● Stated goal:
Return the listing word for word, as given.

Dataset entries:
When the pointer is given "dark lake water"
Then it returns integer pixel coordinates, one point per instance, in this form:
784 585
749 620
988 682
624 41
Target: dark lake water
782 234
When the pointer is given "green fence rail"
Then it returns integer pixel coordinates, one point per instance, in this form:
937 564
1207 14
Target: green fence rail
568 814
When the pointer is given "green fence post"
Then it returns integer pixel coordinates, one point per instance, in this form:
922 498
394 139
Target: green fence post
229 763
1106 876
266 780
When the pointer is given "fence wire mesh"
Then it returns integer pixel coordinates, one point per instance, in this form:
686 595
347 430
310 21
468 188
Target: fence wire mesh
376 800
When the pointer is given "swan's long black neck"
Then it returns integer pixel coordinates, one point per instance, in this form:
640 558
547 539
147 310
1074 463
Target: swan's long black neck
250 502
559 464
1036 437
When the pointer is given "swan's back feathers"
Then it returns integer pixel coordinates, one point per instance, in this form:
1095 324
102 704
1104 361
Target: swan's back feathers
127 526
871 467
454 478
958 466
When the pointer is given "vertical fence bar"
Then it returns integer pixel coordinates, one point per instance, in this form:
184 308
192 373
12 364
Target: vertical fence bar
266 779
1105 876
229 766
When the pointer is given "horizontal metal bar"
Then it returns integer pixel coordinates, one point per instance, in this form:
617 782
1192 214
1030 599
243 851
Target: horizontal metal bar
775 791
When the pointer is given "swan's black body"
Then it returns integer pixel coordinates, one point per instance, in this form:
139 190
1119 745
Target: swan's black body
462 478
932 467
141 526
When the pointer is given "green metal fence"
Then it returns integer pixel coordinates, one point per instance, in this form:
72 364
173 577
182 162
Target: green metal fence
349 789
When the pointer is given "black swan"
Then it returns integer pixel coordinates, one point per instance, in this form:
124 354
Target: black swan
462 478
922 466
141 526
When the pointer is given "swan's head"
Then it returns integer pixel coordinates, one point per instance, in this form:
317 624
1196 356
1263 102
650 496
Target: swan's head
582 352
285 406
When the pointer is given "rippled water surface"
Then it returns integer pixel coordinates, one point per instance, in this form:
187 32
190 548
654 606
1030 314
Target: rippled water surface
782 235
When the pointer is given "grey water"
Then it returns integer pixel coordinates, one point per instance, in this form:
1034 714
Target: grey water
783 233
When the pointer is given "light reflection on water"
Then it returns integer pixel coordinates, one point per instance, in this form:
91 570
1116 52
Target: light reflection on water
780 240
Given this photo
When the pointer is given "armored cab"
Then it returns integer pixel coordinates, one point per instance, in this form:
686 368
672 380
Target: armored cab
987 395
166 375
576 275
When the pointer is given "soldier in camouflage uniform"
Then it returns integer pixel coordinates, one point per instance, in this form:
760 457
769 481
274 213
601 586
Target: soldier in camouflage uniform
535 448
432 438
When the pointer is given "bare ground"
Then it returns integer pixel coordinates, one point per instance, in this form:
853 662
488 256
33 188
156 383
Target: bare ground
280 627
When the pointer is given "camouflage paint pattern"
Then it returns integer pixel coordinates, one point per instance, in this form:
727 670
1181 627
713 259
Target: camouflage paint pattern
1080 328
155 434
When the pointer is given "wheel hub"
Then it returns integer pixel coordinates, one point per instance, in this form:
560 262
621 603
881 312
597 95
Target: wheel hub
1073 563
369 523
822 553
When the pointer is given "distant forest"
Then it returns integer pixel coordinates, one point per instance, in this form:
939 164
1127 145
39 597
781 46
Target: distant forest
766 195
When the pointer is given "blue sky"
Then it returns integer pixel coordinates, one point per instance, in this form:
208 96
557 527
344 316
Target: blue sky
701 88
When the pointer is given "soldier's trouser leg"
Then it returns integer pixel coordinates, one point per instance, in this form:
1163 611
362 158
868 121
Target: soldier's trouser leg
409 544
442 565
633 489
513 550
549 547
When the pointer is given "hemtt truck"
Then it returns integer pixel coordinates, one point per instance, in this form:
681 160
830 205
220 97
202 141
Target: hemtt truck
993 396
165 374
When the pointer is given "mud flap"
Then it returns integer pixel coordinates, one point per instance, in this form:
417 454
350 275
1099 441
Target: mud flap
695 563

● Response to this task:
When the pointer is given "dark lake water"
Then it returns integer pixel coordinates, one point per instance, in this form:
784 585
749 620
988 682
624 41
Target: dark lake water
782 234
When the pointer is given "green fence rail"
Then it returns integer pixel coordinates, one point per instance, in this form:
937 564
1207 14
Target: green fence rail
568 814
When the pointer is given "green fence post"
Then it returns integer pixel coordinates, one point per instance, in this form:
922 498
394 139
Target: green fence post
229 763
1106 876
266 780
When the pointer is given "fence wire mesh"
Then it returns integer pixel coordinates, one point per instance, in this form:
686 595
347 430
310 21
468 188
Target: fence wire mesh
376 800
When the pointer is given "swan's long black neck"
Then it returns integer pixel coordinates, one point per instance, in this form:
640 558
547 539
147 310
1074 463
Target: swan's long black neck
250 502
559 464
1036 437
When the pointer is given "swan's back feathers"
Then it returns integer pixel coordinates, one point per instance, in this form:
1095 324
102 704
1104 361
Target: swan's back feathers
127 526
871 467
454 478
958 466
When the pointer is given "vertical fence bar"
Then it returns integer pixel coordinates, one point per instance, in this form:
184 308
192 373
12 364
Target: vertical fence bar
266 779
1105 876
229 766
When the pointer is given "horizontal metal bar"
Then it returns integer pixel coordinates, one point per instance, in this form:
617 782
1192 214
1030 599
243 851
Target: horizontal metal bar
775 791
When the pointer is given "swan's black body"
Then it returns integer pixel coordinates, one point per instance, in this form:
139 190
1119 745
Target: swan's black body
462 478
932 467
141 526
When the pointer is given "green metal fence"
Then it returns integer pixel coordinates, one point per instance, in this form:
72 364
173 577
182 162
Target: green metal fence
349 789
When the pointer is given "black swan"
Then it returns integer pixel coordinates, one point per instance, in this form:
124 354
Target: black swan
462 478
922 466
141 526
When the pointer is given "swan's head"
Then it returns integer pixel coordinates, one point per instance, in this form:
317 624
1196 356
1263 102
650 496
Target: swan's head
582 352
285 406
When the pointer is given "rippled water surface"
Then it returns integer pixel coordinates, one point per instance, in this form:
187 32
190 548
654 606
1030 314
Target: rippled water surface
782 235
When the pointer is given "grey water"
Then it returns integer pixel coordinates, one point per instance, in this form:
1034 714
Target: grey water
783 233
When the pointer is given "light reflection on water"
Then it returns integer pixel coordinates, one point per instance, in this form:
91 570
1116 52
Target: light reflection on water
780 240
Given this photo
When the pointer is given "armored cab"
Then it returns integer pixel coordinates, one point per instance, in this form:
686 368
672 380
Target: armored cab
987 395
166 375
576 275
When the pointer is given "soldier in camouflage uniform"
Then it returns integer pixel coordinates, one point per instance, in this form:
760 457
769 481
274 213
601 586
Target: soldier in camouflage uniform
535 448
432 438
When the pointer is given "bare ground"
Then it returns integer pixel coordinates, one point per instance, in this form:
853 662
488 256
33 188
156 383
Target: bare ground
280 627
When the pointer is given "camouflage paint pattern"
Then it returns integer pixel coordinates, one point per instance, in this form:
727 670
1181 627
713 259
Target: camouflage paint pattern
1080 328
155 434
When the pointer is given "wheel hub"
Then it returns integer pixel coordinates, one point per instance, in this form:
560 262
621 603
881 312
597 95
Target: wheel hub
1073 563
369 523
822 553
When the pointer is given "distant forest"
Then it returns integer pixel coordinates, one point per instance, in this form:
939 164
1127 145
39 597
781 46
Target: distant forest
766 195
When the pointer is given "blue sky"
Then it returns integer pixel coordinates, one point per instance, in this form:
208 96
557 527
344 316
Target: blue sky
701 88
When the pointer is given "soldier's trouser leg"
Then it returns integer pixel coordinates, one point per instance, in this form:
1163 611
362 158
868 121
Target: soldier's trouser leg
409 544
442 565
633 489
513 550
549 547
When the pointer is given "hemtt truck"
Then it returns integer pixel coordinates, one point per instance, in this form:
681 160
830 205
220 97
202 141
Target: hemtt truck
993 396
165 374
When the pointer is given "mud flap"
Then it returns integer pixel coordinates, one point per instance, in this form:
417 454
350 275
1099 441
Target: mud flap
695 563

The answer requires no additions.